▸ **RECORDS TO USE**:
-----
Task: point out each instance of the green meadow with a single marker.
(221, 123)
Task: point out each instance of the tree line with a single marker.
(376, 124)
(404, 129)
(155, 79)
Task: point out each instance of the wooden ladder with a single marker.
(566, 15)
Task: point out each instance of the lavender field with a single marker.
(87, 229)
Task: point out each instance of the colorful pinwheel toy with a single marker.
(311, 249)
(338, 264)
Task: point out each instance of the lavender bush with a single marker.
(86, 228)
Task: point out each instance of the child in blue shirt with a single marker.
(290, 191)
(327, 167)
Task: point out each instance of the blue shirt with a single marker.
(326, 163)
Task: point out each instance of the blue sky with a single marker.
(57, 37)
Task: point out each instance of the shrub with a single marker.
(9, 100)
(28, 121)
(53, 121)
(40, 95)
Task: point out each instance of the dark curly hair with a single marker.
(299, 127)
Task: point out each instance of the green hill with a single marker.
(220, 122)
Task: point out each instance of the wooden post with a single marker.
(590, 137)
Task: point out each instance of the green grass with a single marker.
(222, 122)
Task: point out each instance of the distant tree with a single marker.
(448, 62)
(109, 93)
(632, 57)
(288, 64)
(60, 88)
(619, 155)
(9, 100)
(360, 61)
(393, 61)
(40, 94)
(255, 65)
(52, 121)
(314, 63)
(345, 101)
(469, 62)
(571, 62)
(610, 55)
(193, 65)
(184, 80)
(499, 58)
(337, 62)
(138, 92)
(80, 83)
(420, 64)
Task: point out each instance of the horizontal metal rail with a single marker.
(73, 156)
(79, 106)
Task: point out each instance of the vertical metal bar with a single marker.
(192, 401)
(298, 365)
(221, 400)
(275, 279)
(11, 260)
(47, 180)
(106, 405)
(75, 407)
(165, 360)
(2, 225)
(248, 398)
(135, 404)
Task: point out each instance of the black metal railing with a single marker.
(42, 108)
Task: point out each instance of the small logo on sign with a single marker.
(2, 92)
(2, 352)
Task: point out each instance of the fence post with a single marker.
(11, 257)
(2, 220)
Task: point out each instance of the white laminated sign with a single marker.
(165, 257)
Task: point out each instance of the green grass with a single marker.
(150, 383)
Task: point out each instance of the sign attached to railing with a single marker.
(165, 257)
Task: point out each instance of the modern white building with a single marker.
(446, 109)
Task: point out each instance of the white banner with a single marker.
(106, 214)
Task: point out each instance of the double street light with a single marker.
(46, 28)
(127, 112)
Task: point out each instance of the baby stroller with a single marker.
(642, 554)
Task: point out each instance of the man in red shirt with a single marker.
-----
▸ **INSTRUCTIONS TO FOLLOW**:
Copy word for word every line from the one containing "Task: point out each instance of the modern" through the last line of the records, with both ends included.

▸ **ANSWER IN FULL**:
Task: point out each instance of the modern white building with a single marker.
(446, 109)
Task: point out each instance of the white banner with a single marker.
(106, 214)
Task: point out each instance of the double street light with a single marker.
(46, 28)
(127, 112)
Task: point out each instance of the baby stroller with a single marker.
(642, 554)
Task: point out each instance of the man in red shirt with a single marker.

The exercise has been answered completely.